_Records shown_.
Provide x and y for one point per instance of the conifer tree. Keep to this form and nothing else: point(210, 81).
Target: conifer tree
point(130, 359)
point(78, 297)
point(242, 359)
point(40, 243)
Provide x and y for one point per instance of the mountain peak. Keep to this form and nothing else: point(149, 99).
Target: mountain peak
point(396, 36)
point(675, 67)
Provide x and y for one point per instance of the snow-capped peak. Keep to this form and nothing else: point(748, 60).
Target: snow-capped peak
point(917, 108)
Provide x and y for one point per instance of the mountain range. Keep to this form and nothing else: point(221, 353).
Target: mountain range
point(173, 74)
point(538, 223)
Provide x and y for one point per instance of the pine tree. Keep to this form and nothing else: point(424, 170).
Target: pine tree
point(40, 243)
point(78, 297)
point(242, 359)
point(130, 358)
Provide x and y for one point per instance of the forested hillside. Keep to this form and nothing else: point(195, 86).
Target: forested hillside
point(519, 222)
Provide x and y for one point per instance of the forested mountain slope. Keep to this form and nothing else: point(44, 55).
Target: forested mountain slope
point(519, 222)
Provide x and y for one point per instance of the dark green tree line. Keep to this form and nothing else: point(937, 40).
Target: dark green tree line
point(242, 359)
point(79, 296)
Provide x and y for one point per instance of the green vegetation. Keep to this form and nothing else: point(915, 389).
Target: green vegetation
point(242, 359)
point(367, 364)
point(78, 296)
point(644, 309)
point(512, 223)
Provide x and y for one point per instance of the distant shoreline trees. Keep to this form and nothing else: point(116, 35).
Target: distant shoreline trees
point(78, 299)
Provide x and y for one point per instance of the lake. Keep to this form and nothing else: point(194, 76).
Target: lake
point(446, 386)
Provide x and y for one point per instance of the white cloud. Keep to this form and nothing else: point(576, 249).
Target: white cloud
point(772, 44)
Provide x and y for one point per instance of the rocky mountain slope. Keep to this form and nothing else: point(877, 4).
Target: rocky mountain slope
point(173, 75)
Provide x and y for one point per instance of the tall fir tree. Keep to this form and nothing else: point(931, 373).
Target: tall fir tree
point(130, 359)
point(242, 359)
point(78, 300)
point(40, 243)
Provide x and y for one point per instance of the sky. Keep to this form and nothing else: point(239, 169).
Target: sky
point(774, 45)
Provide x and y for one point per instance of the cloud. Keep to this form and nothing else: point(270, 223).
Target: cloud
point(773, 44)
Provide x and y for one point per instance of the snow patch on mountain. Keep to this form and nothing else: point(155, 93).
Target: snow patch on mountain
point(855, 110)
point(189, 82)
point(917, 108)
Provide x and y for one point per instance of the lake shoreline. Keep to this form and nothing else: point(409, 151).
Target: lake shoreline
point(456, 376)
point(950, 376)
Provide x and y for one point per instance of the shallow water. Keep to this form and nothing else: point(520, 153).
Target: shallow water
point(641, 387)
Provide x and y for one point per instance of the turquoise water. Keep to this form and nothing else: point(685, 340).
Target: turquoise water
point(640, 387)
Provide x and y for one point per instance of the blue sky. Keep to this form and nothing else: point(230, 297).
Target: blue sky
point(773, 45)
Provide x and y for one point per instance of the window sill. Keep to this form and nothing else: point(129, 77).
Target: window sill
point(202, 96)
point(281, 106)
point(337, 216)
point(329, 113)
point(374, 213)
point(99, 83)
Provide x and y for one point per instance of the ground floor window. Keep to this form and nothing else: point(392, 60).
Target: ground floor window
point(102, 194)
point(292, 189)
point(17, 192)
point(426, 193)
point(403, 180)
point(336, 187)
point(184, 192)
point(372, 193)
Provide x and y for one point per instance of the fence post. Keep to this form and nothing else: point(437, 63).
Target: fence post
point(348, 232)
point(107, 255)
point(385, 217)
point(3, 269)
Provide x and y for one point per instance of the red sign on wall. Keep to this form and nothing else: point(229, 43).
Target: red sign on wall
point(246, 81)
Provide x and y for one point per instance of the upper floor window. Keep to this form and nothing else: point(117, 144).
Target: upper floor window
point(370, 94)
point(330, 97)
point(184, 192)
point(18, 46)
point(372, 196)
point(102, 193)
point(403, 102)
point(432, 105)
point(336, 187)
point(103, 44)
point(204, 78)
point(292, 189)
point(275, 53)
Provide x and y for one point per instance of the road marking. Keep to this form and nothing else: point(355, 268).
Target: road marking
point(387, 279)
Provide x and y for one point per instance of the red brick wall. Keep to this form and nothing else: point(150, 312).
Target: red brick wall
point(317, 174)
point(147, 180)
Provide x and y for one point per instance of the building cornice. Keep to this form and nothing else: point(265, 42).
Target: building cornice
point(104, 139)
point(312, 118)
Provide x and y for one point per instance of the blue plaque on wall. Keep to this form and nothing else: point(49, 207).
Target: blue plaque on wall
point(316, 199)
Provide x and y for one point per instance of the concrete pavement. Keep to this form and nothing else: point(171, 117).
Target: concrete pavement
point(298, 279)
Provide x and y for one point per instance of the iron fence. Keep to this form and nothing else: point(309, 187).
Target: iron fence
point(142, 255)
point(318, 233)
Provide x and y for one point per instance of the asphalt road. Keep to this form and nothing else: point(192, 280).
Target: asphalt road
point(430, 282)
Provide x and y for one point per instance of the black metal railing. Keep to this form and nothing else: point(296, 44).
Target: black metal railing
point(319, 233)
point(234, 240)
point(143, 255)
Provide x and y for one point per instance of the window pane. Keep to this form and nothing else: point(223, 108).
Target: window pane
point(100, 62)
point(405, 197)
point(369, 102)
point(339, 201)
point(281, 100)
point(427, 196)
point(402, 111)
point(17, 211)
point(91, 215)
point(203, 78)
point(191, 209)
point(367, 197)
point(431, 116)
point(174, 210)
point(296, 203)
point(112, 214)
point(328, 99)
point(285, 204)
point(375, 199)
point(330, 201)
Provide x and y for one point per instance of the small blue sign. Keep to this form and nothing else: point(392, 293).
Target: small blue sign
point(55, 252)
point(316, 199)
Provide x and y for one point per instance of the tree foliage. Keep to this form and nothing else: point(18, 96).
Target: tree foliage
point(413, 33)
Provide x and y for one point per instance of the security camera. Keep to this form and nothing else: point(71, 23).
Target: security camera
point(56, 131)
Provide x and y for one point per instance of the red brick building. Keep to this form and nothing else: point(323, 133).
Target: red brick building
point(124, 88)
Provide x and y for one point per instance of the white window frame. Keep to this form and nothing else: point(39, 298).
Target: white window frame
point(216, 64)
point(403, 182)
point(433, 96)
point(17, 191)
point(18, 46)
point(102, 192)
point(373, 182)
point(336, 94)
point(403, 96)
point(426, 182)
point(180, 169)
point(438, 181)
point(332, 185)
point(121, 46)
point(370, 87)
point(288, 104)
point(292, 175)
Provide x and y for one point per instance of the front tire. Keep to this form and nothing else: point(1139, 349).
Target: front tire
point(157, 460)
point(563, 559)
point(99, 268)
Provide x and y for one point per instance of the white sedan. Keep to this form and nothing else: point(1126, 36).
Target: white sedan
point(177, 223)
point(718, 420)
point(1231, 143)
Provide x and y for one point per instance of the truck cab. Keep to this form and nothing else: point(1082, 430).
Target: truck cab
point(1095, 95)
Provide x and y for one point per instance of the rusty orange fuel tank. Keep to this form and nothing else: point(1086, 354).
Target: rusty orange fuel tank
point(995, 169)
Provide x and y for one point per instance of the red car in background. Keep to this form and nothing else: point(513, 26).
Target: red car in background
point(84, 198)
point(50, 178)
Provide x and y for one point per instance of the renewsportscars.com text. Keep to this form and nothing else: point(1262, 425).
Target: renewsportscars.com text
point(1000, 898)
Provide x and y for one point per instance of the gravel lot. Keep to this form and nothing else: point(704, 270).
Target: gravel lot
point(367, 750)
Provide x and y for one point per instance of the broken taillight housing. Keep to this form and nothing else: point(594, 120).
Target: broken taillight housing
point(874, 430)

_Task statement_. Set the listing down again in full, exactly as it was given.

_Reply to the task_.
Provide x and y for one point per instance of the conifer tree. Keep to this form and nothing else: point(210, 81).
Target: conifer tree
point(130, 359)
point(78, 297)
point(242, 359)
point(40, 243)
Provide x and y for one point per instance of the mountain peak. Keep to this form and nothing else: point(149, 99).
Target: mountain peak
point(396, 36)
point(675, 67)
Provide x and y for one point per instance of the snow-capped peak. Keep to this form and nothing else: point(748, 60).
Target: snow-capped peak
point(917, 108)
Provide x and y for one point per instance of the mountain range. Keep to this form and nothing else: point(221, 353).
Target: mountain range
point(173, 74)
point(538, 223)
Provide x and y for one point per instance of the pine tree. Keep to this form and nothing else: point(424, 170).
Target: pine tree
point(40, 243)
point(78, 297)
point(242, 359)
point(130, 358)
Provide x and y for one point per instance of the forested hillside. Keep to this form and nothing else: point(195, 86).
Target: forested hillside
point(519, 222)
Provide x and y for one point per instance of the forested mountain slope. Keep to this form and nothing else: point(44, 55).
Target: forested mountain slope
point(519, 222)
Provide x and y for one point per instance of the dark green tree line. Keep to this form and nothing else: point(937, 40).
Target: dark green tree line
point(242, 359)
point(79, 296)
Provide x and y for one point per instance of the green vegetation. Keep to this form and nothing else: point(915, 389).
Target: green vegetation
point(242, 359)
point(367, 364)
point(78, 296)
point(644, 309)
point(512, 223)
Provide x and y for one point per instance of the distant shoreline trees. Keep to this form and nothing else: point(116, 35).
Target: distant shoreline trees
point(78, 299)
Provide x and y for one point per instance of the lake. Keep to this form and nothing else: point(194, 76).
Target: lake
point(446, 386)
Provide x and y for one point per instance of the white cloud. Keep to this form and nothing else: point(576, 249).
Target: white cloud
point(772, 44)
Provide x and y for one point per instance of the rocky mountain slope. Keep to this form and nothing else: point(877, 4).
Target: rocky mountain slope
point(173, 75)
Provide x and y for one point per instance of the tall fir tree. Keep to this form and nothing else: point(931, 373).
Target: tall fir tree
point(130, 359)
point(242, 359)
point(78, 300)
point(40, 243)
Provide x and y for one point per instance of the sky. Keep to this form and nothing else: point(239, 169).
Target: sky
point(774, 45)
Provide x and y for one point per instance of the cloud. Keep to this form and nothing else: point(270, 223).
Target: cloud
point(773, 44)
Provide x and y for one point per instance of the snow patch on mountain. Keep to this form and nothing else: point(155, 93).
Target: snow patch on mountain
point(855, 110)
point(189, 82)
point(917, 108)
Provide x and y for one point per instance of the lake shoreline. Keep to this form and nothing else: point(409, 151).
Target: lake shoreline
point(456, 376)
point(950, 376)
Provide x and y for one point per instance of the shallow water. Keep to this form and nothing else: point(520, 153).
Target: shallow water
point(641, 387)
Provide x and y for one point per instance of the turquoise water. Keep to this form and nothing else: point(685, 340).
Target: turquoise water
point(640, 387)
Provide x and y for one point per instance of the blue sky. Keep to this form and nothing else: point(230, 297).
Target: blue sky
point(773, 45)
Provide x and y for one point per instance of the window sill. Keep to this form and nothing else: point(129, 77).
Target: window sill
point(202, 96)
point(281, 106)
point(337, 216)
point(329, 113)
point(374, 213)
point(99, 83)
Provide x and y for one point per instance of the ground floor window. Keep to this form and nothing else: point(392, 60).
Target: ground floor window
point(102, 194)
point(292, 189)
point(17, 192)
point(426, 193)
point(403, 180)
point(336, 187)
point(184, 192)
point(372, 193)
Provide x and y for one point per instance of the fence post. Keep to this form and nothing else: point(437, 63).
Target: fence post
point(348, 232)
point(107, 255)
point(385, 217)
point(3, 269)
Provide x and y for one point per instance of the red sign on wall. Keep to this form and nothing else: point(229, 43).
Target: red sign on wall
point(246, 81)
Provide x and y for one point per instance of the upper floor window. Keep to this form and nothing else: point(117, 144).
Target: upper floor window
point(370, 94)
point(330, 97)
point(184, 192)
point(18, 46)
point(372, 196)
point(102, 193)
point(403, 102)
point(432, 105)
point(336, 187)
point(103, 44)
point(204, 78)
point(292, 189)
point(275, 53)
Provide x and y for one point per instance of the road marking. Keep to this form and nothing else: point(355, 268).
Target: road marking
point(387, 279)
Provide x and y for one point per instance of the red brick wall. Keep to this form and nothing else: point(150, 312).
Target: red brick wall
point(317, 174)
point(147, 180)
Provide x and y for one point per instance of the building cornice. Keep to this form and nothing else: point(265, 42).
Target: building cornice
point(104, 139)
point(312, 118)
Provide x and y for one point per instance of the blue plaque on wall. Keep to this form and nothing else: point(49, 207).
Target: blue plaque on wall
point(316, 199)
Provide x and y for one point per instance of the concrete pavement. Keep to this form and nothing else: point(171, 117).
Target: concrete pavement
point(298, 279)
Provide x and y for one point per instance of the iron fence. Keep to this form and nothing else: point(309, 187).
Target: iron fence
point(142, 255)
point(318, 233)
Provide x and y for one point per instance of the asphalt road. Keep to this form and nothing else: point(192, 280).
Target: asphalt road
point(430, 282)
Provide x and y for one point per instance of the black metal railing. Keep to this form and nothing else: point(296, 44).
Target: black metal railing
point(319, 233)
point(234, 240)
point(143, 255)
Provide x and y for one point per instance of the window pane. Keep to this form and nothing else: point(223, 108).
Target: window pane
point(100, 62)
point(405, 197)
point(369, 102)
point(339, 201)
point(281, 100)
point(427, 196)
point(402, 111)
point(17, 211)
point(91, 215)
point(203, 78)
point(191, 209)
point(367, 197)
point(431, 116)
point(174, 210)
point(296, 203)
point(112, 214)
point(328, 99)
point(285, 204)
point(375, 199)
point(330, 201)
Provide x and y for one point per instance of the small blue sign. Keep to this form and nothing else: point(392, 293).
Target: small blue sign
point(55, 252)
point(316, 199)
Provide x and y for one point per instance of the tree foliage. Keep to this form and nothing else: point(18, 96).
Target: tree foliage
point(413, 33)
Provide x and y for one point per instance of the security camera. Keep to this form and nothing else: point(71, 23).
Target: security camera
point(56, 131)
Provide x and y for one point per instance of the red brick building. Keep to this form and nothing else: point(323, 133).
Target: red brick building
point(124, 88)
Provide x and y for one point per instance of the white window frame. Keep to this form and nothing else: point(39, 298).
Target: white window frame
point(216, 64)
point(403, 182)
point(433, 96)
point(17, 191)
point(18, 46)
point(102, 192)
point(373, 182)
point(336, 94)
point(403, 96)
point(426, 182)
point(180, 169)
point(438, 181)
point(332, 185)
point(121, 46)
point(370, 87)
point(288, 104)
point(292, 175)
Provide x and y for one point per instance of the front tire. Keep to this form and nothing else: point(1139, 349).
Target: front tire
point(157, 460)
point(563, 559)
point(99, 268)
Provide x and y for one point per instance of the white sedan. Keep to this form and nothing else: point(1126, 36).
Target: white sedan
point(177, 223)
point(718, 420)
point(1231, 143)
Provide x and y for one point per instance of the truck cab. Keep to this form and nothing else: point(1082, 430).
Target: truck cab
point(1095, 95)
Provide x and y for one point per instance of the rusty orange fuel tank. Keep to this form and nothing else: point(1086, 354).
Target: rusty orange fuel tank
point(995, 169)
Provide x and y for one point per instance of the red car in background. Keep to this form and nothing else: point(513, 26).
Target: red car in background
point(84, 198)
point(50, 178)
Provide x and y for one point per instance of the renewsportscars.com text. Keep to this form and nothing else: point(1262, 425).
Target: renewsportscars.com text
point(1000, 898)
Provide x and y for one point per instance of the gravel lot. Keep to this form and nothing else: point(704, 270).
Target: gravel lot
point(367, 750)
Provide x and y for one point per instance of the broken taillight housing. Keep to this form and nothing else: point(594, 120).
Target: broken taillight housing
point(874, 430)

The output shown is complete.